ILC: Telling Stories through Movies and Media

This Intermediate Learning Community pairs hands-on multimedia shooting and production with film analysis and criticism. Students will watch and analyze films, discuss how film and media represent social issues, and learn to create and produce their own short video pieces. In the "film studies" half of the LC, students will study the technical language of film, its various genres, and the ways film relates to broader cultural and political contexts. In the "media production" half of the LC, students will learn how to guide a nonfictional story from project planning, to capturing audio, video and photography, to editing that content into short multimedia pieces, and finally to promoting those pieces online. Each student will create a WordPress website that will serve as the platform for critical analysis and productions for both classes.

EN 230 (W) (F) Introduction to Film, Professor Thomas, Tuesday and Thursday  2:40-4:10 p.m.

AR 240 (TC) Multimedia Production and Storytelling, Professor Mulé, Wednesday 6:00-9:00 p.m.

 

Special Topics: Master Class in Documentary Film Making

This course provides an opportunity for each student to begin work on a documentary, shoot and edit a short sample reel, and complete a written proposal for pitching his or her film to potential backers or exhibitors.  In developing these materials, focus will be on identifying approach, characters, story, and potential audience.  The course will provide basic instruction in camera, sound and editing, as well as an overview of the range of current approaches to documentary, including screenings and discussions of excerpts from landmark and recent films.

Problems to solve =>
1: Render the records from the line containing "Can you find the cloud" through the end of the records, inclusive, as a two-column CSV with the columns "prompt" and "response", one row per record. Put each value in a single quoted field with its line breaks replaced by spaces, and leave out the pictures.
2: Write what comes next in the course listings on film and media, picking up after their final sentence.
The course listings and the records come from unrelated sources.

Material provided =>
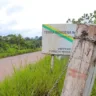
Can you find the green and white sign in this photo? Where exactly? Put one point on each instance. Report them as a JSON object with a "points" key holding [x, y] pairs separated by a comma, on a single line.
{"points": [[57, 39]]}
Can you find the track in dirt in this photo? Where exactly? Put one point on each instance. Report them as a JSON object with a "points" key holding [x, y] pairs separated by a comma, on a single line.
{"points": [[6, 64]]}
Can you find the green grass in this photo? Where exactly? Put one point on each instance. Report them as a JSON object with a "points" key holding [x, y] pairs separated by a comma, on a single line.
{"points": [[36, 79], [14, 52]]}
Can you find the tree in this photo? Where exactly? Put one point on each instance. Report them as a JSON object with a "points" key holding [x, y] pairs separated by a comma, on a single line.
{"points": [[85, 19]]}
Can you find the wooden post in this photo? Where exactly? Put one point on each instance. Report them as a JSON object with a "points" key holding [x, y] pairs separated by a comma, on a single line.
{"points": [[52, 62], [81, 70]]}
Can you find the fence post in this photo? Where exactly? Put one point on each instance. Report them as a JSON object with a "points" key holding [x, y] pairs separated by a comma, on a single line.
{"points": [[52, 62], [81, 70]]}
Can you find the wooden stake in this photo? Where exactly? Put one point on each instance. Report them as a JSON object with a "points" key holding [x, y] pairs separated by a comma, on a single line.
{"points": [[81, 70], [52, 62]]}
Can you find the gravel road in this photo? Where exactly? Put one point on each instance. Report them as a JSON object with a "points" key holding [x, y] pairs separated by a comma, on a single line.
{"points": [[6, 64]]}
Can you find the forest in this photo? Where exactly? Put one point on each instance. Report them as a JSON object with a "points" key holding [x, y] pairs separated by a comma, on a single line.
{"points": [[12, 44]]}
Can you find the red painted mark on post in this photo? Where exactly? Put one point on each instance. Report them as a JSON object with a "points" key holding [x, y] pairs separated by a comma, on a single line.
{"points": [[76, 74]]}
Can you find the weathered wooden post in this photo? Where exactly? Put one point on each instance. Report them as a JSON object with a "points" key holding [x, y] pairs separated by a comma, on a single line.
{"points": [[52, 62], [82, 65]]}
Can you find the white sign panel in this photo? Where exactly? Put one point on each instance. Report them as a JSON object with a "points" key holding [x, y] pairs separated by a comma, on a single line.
{"points": [[57, 38]]}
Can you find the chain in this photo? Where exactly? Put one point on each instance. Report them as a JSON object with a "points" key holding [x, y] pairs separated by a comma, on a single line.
{"points": [[57, 81]]}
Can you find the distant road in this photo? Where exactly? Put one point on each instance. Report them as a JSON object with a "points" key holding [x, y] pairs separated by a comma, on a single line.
{"points": [[6, 63]]}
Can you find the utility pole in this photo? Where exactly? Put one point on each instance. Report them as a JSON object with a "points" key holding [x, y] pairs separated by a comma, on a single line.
{"points": [[81, 70]]}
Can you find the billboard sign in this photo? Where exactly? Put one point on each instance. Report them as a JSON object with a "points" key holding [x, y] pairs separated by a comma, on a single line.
{"points": [[57, 39]]}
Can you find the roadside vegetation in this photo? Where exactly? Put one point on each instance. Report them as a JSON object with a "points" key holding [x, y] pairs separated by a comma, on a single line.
{"points": [[36, 79], [11, 45]]}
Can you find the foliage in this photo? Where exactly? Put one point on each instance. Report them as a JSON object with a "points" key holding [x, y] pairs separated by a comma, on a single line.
{"points": [[34, 80], [85, 19], [11, 45]]}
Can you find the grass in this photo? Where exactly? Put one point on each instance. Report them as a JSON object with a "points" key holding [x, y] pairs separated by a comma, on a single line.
{"points": [[17, 52], [36, 79]]}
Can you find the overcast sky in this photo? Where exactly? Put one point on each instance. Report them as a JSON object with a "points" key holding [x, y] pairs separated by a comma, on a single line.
{"points": [[27, 16]]}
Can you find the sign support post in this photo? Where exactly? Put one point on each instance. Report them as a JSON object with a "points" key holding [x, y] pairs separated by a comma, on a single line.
{"points": [[52, 62], [81, 70]]}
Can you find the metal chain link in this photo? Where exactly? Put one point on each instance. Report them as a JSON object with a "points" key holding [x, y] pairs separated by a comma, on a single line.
{"points": [[57, 81]]}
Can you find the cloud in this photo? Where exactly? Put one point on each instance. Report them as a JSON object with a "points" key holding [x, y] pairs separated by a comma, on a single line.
{"points": [[24, 32], [13, 9], [7, 25], [3, 3]]}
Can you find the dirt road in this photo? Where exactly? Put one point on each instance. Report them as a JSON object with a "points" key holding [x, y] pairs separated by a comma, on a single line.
{"points": [[6, 64]]}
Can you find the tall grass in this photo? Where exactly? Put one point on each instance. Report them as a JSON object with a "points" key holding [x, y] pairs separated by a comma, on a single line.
{"points": [[14, 52], [36, 79]]}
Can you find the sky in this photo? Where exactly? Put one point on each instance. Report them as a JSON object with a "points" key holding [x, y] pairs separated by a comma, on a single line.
{"points": [[26, 17]]}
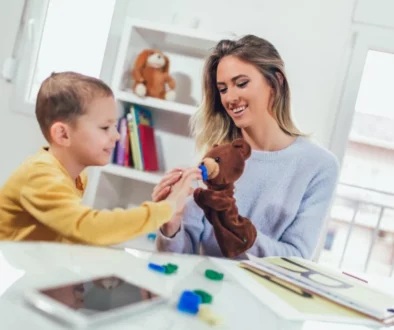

Answers to the exercises =>
1:
prompt,response
"Can you find the cloud in this photo? Where exactly? Put one point on each instance. Report them as a JSON object with a ""points"" key holding [x, y] pairs separated by a comma, on a single line.","{""points"": [[24, 32], [13, 9], [7, 25], [3, 3]]}"
"Can you find the dirt road in this photo? Where exactly? Put one point on each instance. Report them as a JSON object with a ""points"" key holding [x, y] pairs separated by a comma, on a single line.","{""points"": [[6, 64]]}"
"Can you find the tall grass in this photo? Where exactly? Put one point on each instance. Report them as a JSON object with a ""points"" key holding [x, y] pairs separated by a comma, on a single line.","{""points"": [[14, 52], [36, 79]]}"
"Can you find the sky in this photo? Where exactly? Put one point on each instance. Report them as a JSON object with a ""points"" key holding [x, y] pairs separated by a comma, on a single line.","{""points"": [[26, 17]]}"

2:
AR 291 - 02 Special Topics: Documentary Film Making, Professor Miller, Tuesday 6:00-9:00 p.m.

 

History of American Film

A subjective history of American film. This course examines landmark films, their directors, stars, writers, and producers. Each class will involve the screening of at least one film, plus lecture and a discussion. The work of such film directors as John Ford, Charlie Chaplin, Steven Spielberg, Sam Peckinpah, and Stanley Kubrick will be viewed and analyzed. Noteworthy film stars will be discussed and studied. The overall objective is to develop a grasp of the history of American cinema and the impact of great films on the 20th century. Lab fee of $25.

TH 218 History of American Film, Professor Sweet, Friday 3:00-6:00 p.m.